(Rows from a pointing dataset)

-----

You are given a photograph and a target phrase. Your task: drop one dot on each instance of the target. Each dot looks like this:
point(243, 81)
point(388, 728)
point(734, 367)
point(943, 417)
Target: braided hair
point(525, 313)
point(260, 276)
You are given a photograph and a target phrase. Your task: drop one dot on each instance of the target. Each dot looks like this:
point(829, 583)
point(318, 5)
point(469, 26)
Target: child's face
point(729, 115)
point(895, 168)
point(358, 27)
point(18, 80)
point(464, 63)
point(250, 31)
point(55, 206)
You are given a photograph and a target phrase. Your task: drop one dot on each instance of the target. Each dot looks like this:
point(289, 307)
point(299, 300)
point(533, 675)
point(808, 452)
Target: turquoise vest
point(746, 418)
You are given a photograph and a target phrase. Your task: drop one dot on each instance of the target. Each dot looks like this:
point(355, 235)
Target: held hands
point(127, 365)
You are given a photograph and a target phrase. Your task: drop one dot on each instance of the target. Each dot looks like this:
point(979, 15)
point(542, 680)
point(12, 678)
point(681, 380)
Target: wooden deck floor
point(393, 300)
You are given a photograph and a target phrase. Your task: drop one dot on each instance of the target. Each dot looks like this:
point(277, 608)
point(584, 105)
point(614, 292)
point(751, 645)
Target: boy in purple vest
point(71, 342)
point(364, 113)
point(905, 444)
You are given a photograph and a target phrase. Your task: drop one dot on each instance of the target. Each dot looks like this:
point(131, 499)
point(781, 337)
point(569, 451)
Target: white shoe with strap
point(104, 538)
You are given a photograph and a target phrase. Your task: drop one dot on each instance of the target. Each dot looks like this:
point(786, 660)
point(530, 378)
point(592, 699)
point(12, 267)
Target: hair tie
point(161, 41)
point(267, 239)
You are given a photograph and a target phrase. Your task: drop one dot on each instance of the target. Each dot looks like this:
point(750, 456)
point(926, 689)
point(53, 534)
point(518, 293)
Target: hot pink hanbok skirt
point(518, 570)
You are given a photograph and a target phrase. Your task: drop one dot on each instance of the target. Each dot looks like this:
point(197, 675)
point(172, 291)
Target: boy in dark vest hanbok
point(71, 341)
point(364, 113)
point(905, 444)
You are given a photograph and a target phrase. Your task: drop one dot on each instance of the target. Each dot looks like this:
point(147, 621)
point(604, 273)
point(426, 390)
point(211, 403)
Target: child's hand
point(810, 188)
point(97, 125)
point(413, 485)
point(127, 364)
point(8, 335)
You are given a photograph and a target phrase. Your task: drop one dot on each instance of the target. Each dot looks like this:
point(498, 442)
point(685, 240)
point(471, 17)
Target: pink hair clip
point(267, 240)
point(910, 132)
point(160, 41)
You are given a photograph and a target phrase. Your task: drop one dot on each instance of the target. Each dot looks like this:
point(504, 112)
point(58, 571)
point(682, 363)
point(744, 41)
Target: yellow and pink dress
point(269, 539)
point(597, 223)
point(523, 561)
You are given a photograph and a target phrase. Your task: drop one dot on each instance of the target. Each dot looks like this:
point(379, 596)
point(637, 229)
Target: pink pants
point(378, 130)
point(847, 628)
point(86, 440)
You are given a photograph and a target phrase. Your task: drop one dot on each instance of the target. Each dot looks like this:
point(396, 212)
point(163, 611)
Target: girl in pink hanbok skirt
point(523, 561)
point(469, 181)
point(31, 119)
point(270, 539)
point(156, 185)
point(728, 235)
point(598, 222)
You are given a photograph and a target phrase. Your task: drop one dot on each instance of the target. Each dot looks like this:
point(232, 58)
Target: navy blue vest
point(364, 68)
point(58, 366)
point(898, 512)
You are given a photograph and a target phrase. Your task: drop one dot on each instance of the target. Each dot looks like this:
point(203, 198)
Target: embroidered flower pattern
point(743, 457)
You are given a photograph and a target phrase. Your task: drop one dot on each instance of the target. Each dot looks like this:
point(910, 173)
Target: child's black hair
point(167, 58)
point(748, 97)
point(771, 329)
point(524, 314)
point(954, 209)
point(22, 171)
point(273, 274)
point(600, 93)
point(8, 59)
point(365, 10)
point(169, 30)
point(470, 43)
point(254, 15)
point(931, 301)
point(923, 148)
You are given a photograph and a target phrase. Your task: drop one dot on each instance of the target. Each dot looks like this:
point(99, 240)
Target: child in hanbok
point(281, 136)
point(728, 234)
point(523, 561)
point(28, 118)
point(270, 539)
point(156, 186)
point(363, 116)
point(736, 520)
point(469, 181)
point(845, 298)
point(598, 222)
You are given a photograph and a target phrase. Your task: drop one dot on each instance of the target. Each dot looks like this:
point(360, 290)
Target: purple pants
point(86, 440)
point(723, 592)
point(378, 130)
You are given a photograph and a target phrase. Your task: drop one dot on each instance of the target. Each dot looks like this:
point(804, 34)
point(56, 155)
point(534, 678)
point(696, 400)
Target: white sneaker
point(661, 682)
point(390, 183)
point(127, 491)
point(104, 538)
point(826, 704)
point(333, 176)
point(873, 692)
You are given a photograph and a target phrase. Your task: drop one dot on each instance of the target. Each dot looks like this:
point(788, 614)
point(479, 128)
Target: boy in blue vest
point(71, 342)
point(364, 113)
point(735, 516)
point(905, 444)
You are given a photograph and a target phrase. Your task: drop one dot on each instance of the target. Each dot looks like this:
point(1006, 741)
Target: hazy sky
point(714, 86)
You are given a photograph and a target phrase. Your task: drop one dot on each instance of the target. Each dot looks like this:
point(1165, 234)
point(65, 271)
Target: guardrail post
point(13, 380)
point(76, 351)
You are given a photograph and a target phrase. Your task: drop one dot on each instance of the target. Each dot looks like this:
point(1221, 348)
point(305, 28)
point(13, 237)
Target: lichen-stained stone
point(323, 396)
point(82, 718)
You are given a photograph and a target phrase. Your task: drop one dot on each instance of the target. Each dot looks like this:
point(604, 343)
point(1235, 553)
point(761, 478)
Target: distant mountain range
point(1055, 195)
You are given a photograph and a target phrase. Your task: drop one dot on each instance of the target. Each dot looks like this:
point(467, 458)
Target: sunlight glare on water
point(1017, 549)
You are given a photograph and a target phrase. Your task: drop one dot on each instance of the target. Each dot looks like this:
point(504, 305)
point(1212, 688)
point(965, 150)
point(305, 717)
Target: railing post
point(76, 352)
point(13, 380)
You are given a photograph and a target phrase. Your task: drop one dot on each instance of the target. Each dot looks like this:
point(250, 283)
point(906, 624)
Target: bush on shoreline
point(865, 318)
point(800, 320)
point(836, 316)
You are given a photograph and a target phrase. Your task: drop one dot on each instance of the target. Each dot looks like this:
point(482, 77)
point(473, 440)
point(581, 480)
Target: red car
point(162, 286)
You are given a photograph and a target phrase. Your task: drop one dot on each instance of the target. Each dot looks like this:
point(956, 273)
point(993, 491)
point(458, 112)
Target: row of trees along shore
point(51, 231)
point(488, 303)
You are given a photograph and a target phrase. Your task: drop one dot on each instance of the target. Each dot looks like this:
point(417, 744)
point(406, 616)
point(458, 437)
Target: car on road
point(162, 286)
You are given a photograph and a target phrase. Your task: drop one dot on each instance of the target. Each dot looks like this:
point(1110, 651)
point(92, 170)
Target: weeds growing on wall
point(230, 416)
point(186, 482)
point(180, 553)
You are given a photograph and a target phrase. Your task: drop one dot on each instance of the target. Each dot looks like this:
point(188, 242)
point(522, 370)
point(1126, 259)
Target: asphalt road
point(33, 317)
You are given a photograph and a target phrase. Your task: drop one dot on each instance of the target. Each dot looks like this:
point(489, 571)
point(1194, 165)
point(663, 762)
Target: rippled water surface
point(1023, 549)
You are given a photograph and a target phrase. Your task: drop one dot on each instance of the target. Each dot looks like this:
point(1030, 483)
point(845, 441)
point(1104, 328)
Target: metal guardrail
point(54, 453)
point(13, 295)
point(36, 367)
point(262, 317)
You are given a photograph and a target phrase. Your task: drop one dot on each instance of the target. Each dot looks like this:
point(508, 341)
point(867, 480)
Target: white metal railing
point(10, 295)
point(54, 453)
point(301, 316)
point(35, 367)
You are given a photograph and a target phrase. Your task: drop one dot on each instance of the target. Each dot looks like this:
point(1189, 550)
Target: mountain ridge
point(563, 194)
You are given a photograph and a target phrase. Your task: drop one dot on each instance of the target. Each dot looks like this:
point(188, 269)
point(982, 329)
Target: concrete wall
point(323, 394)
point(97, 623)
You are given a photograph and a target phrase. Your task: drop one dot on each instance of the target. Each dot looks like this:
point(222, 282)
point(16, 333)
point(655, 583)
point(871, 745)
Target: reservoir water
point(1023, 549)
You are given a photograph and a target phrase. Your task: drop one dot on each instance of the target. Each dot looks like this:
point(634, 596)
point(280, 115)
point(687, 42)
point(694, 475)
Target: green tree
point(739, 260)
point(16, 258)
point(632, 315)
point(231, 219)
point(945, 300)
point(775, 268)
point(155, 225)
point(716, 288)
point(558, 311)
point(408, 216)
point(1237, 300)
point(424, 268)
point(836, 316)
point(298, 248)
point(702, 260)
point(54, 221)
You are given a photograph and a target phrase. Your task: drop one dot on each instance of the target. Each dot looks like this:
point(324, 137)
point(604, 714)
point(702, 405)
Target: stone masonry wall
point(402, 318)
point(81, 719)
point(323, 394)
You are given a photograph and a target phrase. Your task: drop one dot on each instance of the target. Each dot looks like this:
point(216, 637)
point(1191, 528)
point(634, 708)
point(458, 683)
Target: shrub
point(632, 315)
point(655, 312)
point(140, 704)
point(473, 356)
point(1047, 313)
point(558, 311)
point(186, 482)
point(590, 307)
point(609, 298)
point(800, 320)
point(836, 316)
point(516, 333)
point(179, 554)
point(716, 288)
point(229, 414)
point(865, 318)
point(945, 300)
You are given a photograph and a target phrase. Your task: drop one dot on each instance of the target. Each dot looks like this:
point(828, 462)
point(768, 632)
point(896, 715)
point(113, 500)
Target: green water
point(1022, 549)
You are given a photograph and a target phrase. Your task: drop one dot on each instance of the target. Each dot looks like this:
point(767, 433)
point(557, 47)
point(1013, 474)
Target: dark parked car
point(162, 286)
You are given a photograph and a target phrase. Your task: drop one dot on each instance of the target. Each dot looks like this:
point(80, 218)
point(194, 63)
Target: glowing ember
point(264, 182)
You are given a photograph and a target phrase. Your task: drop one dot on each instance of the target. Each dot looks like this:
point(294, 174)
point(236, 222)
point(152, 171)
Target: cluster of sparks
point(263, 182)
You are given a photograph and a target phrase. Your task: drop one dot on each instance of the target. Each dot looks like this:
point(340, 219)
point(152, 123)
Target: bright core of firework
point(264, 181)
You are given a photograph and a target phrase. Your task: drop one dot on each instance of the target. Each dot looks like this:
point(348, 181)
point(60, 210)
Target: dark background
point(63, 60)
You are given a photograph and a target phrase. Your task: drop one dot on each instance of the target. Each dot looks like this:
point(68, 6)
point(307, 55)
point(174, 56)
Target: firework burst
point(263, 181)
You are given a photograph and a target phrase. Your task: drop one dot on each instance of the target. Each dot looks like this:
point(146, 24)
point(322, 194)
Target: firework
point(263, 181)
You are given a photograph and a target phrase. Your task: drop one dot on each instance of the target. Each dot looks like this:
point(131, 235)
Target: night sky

-----

GIVEN REQUEST: Please rewrite the material, starting at its first line and ending at the line containing "point(260, 276)", with "braided hair" changed to "curly hair" and nothing else altered.

EXERCISE SOLUTION:
You are given a photograph and a target phrase. Your task: drop one dot on each instance of the target. Each dot looks like this:
point(243, 81)
point(388, 728)
point(734, 367)
point(943, 417)
Target: curly hair
point(525, 313)
point(260, 276)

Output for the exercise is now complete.